[Dataset records]

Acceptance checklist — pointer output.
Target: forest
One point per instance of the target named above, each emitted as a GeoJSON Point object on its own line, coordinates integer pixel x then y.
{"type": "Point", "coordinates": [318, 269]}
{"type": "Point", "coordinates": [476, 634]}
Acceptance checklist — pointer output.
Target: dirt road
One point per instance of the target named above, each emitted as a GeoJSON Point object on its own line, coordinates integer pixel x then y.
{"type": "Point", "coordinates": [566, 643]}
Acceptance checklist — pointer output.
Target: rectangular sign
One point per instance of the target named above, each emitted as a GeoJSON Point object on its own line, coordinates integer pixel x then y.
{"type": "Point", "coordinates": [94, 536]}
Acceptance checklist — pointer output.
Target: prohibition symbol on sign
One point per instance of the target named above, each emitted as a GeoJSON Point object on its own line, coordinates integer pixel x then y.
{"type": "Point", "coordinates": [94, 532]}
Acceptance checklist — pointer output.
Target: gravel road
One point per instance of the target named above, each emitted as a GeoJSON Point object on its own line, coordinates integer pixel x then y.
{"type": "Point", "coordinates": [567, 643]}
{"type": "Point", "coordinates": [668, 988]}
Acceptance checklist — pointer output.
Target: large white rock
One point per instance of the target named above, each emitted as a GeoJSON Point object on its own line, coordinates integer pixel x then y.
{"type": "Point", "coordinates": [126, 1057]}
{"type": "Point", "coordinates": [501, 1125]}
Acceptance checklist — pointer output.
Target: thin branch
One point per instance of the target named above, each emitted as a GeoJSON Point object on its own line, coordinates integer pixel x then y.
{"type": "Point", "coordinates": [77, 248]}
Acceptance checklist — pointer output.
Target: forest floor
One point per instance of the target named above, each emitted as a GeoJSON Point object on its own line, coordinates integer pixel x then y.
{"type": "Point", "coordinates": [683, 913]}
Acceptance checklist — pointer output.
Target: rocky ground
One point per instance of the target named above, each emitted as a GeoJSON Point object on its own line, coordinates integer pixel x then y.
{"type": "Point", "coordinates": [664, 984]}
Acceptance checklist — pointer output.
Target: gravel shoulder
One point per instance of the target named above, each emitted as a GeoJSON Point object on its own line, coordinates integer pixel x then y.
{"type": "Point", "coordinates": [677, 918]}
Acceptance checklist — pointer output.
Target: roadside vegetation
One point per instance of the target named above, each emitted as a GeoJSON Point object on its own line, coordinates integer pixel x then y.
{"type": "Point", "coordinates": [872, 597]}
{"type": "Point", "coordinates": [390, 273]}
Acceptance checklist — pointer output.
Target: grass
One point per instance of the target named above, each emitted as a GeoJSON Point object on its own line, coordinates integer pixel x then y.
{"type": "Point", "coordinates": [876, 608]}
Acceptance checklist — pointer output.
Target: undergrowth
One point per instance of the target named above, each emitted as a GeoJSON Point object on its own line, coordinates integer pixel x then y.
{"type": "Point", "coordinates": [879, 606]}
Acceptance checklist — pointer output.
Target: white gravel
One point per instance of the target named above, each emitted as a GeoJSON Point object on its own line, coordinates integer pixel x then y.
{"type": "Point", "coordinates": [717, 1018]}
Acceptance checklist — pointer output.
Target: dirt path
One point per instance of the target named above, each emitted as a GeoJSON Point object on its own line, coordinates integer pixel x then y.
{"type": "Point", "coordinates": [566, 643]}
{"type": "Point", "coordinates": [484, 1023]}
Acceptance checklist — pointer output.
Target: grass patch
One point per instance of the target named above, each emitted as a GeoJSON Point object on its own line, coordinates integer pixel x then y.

◆ WORK TO COMPLETE
Send back each record exactly as it stands.

◆ ANSWER TO THE TASK
Acceptance checklist — pointer output.
Target: forest
One point per instance of the target named above, each emitted as a GeoJSON Point object on its own line, coordinates integer pixel x then y.
{"type": "Point", "coordinates": [318, 269]}
{"type": "Point", "coordinates": [476, 634]}
Acceptance checklist — pointer output.
Target: dirt road
One point per instance of the target named above, each emitted as a GeoJSON Point object on its own line, coordinates integer pixel x then y.
{"type": "Point", "coordinates": [566, 643]}
Acceptance checklist — pointer output.
Target: rectangular sign
One point per instance of the target named above, each emitted as a GeoJSON Point object on its own line, coordinates integer pixel x then y.
{"type": "Point", "coordinates": [94, 536]}
Acceptance checklist — pointer output.
Target: prohibition symbol on sign
One point per instance of the target named above, each emitted as a GeoJSON Point object on its own line, coordinates integer pixel x then y.
{"type": "Point", "coordinates": [94, 532]}
Acceptance checklist — pointer output.
Target: gravel road
One point per instance of the target named above, each emitted as a GeoJSON Point object on its own line, coordinates integer pixel x then y.
{"type": "Point", "coordinates": [567, 643]}
{"type": "Point", "coordinates": [668, 988]}
Acceptance checklist — pointer output.
Target: large white rock
One point per instance of the target named above, each emitted as a GeoJSON Point object on its own line, coordinates integer pixel x then y.
{"type": "Point", "coordinates": [126, 1057]}
{"type": "Point", "coordinates": [501, 1125]}
Acceptance checklist — pointer output.
Target: thin branch
One point per instance of the target named above, each emitted as a GeoJSON Point object on its own line, coordinates integer pixel x then y.
{"type": "Point", "coordinates": [77, 248]}
Acceptance checklist — pointer output.
Target: forest floor
One point per instance of the target named above, each emitted as a GeoJSON Point object on its own line, coordinates integer pixel x then y.
{"type": "Point", "coordinates": [683, 913]}
Acceptance checklist — pointer output.
Target: rocky ground
One point per instance of the target named above, each emitted as a GeoJSON Point object on its own line, coordinates integer pixel x then y.
{"type": "Point", "coordinates": [664, 984]}
Acceptance checklist — pointer output.
Target: gravel shoulder
One point per instance of the target named above, each emitted as a GeoJSON Point object on its own line, coordinates integer pixel x then y.
{"type": "Point", "coordinates": [677, 918]}
Acceptance checklist — pointer output.
Target: roadside vegetation
One point per instance of the target named above, each emitted as a GeoJSON Point object on its own line, coordinates integer pixel x then y.
{"type": "Point", "coordinates": [872, 597]}
{"type": "Point", "coordinates": [390, 273]}
Acceptance checklist — pointer output.
Target: grass
One point per instance of the target named above, each emitted as a GeoJSON Point object on its own line, coordinates integer pixel x then y.
{"type": "Point", "coordinates": [876, 608]}
Acceptance checklist — pointer output.
Target: undergrowth
One point per instance of the target named above, each emitted as a GeoJSON Point object on its own line, coordinates integer pixel x then y.
{"type": "Point", "coordinates": [879, 606]}
Acceptance checklist — pointer output.
Target: white gravel
One point per instance of the target named above, each emitted as a GeoJSON Point object on its own line, coordinates integer pixel x then y.
{"type": "Point", "coordinates": [717, 1018]}
Acceptance checklist — pointer output.
Target: dirt path
One point per instance of the target named above, each emitted as a GeoJSON Point object on its own line, coordinates integer pixel x then y.
{"type": "Point", "coordinates": [566, 643]}
{"type": "Point", "coordinates": [484, 1023]}
Acceptance checklist — pointer output.
Target: grass patch
One point per instance of the target named above, each emitted as a GeoJSON Point object on its own line, coordinates integer pixel x then y.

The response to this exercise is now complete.